> [Texto]
###

Com uma enxurrada de bons lançamentos nos cinemas neste mês de Abril, a opção de assistir Os Cavaleiros do Zodíaco – Saint Seiya: O Começo ficou para meu lado mais “curioso” do que a da vontade real. Não me agradando pelos trailers, imagens e pelo rumo que a produção vinha tomando, confesso que aguardaria para assistir o filme em alguma plataforma de streaming. Bem, feriado prolongado, sem muita coisa pra fazer, fui dar uma chance…

Com a mente, coração e cosmos aberto para a bomba que seria, meu foco era ser entretido de alguma forma. Inerente ao material de divulgação, ao menos na questão técnica, eu sabia o que veria em quase 2 horas do longa produzido pela Sony em conjunto com a TOEI.

Minha relação pessoal e nostálgica com CDZ

Diferente do grande público consumidor de anime no Brasil, nunca fui um grande fã da franquia do Kurumada. Tive alguns bonecos da BANDAI na época, como o de Libra, Câncer e todos os de Bronze, mas como uma criança comum e corrente, era pra brincar (brigar) com meus Power Rangers e serem namorados das Barbie das amigas.

Em resumo, o que eu realmente gosto de Cavaleiros do Zodíaco são: a primeira fase da Saga de Hades, Lost Canvas e para o surto de muitos, Saint Seiya: Omega, que acho um roteiro direto, dinâmico e mais coeso que o da série clássica.

Dito isso, está claro que não sou o fanboy chato de CDZ e mudanças não me atingem tanto quanto num fã mais conservador.

O Chamado da Aventura

O longa trabalha com dois plots centrais, sendo o arco pessoal de Seiya (Mackenyu Arata) em encontrar sua irmã Seika e o de Guraad (Famke Janssen), esta a Vilã do filme e a que raptou Seika, irmã do protagonista, amarrando assim os dois núcleos do filme.

Em nenhum destes dois núcleos há a preocupação em trabalhar as motivações dos personagens, visto que flashbacks funcionam como melhor elemento narrativo para roteiros mal escritos. A relação de Seiya com sua irmã é tão pobre que as cenas se repetem a exaustão por pelo menos umas 3 ou 4 vezes; e é o mesmo do outro lado, com o despertar da Saori/Atena, que pode ser o “risco da humanidade”.

###

> [Tarefas]
(A) Extraia da resenha, sem nenhuma alteração, tudo desde "Diferente do grande" até "da série clássica.".
(B) Liste as partes da franquia Cavaleiros do Zodíaco que a resenha aponta como as realmente apreciadas por quem a escreveu.
Baseie-se somente na resenha, sem recorrer a outras fontes.

###

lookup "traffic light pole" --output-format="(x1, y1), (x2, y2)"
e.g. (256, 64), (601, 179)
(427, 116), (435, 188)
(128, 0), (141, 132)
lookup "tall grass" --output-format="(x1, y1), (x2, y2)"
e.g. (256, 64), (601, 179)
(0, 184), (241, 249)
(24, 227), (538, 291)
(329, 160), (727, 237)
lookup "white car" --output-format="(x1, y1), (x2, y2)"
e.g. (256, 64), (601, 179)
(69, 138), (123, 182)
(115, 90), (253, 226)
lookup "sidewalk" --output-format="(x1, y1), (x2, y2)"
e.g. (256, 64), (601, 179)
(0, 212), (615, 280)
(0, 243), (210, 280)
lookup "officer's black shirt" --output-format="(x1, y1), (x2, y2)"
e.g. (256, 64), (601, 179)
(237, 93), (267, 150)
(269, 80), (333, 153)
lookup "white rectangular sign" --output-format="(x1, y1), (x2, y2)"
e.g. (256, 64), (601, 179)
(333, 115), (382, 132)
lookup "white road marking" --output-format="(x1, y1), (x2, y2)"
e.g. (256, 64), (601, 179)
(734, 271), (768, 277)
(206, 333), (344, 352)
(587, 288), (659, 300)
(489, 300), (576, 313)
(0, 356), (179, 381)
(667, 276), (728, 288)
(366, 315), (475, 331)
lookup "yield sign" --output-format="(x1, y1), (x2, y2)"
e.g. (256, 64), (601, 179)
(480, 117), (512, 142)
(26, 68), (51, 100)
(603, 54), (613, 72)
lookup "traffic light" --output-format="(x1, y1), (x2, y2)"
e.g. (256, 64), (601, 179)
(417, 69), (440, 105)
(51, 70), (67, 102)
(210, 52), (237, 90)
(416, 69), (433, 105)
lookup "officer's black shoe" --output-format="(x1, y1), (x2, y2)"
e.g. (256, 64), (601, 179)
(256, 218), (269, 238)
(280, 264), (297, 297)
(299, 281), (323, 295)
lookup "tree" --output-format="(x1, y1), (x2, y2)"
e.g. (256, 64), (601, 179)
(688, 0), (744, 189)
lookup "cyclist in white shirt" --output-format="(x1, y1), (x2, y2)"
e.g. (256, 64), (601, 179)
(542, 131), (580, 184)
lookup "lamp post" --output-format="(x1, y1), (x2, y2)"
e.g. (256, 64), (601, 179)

###

> [Respostas finais]
(A)
Diferente do grande público consumidor de anime no Brasil, nunca fui um grande fã da franquia do Kurumada. Tive alguns bonecos da BANDAI na época, como o de Libra, Câncer e todos os de Bronze, mas como uma criança comum e corrente, era pra brincar (brigar) com meus Power Rangers e serem namorados das Barbie das amigas.

Em resumo, o que eu realmente gosto de Cavaleiros do Zodíaco são: a primeira fase da Saga de Hades, Lost Canvas e para o surto de muitos, Saint Seiya: Omega, que acho um roteiro direto, dinâmico e mais coeso que o da série clássica.

(B)
- a primeira fase da Saga de Hades
- Lost Canvas
- Saint Seiya: Omega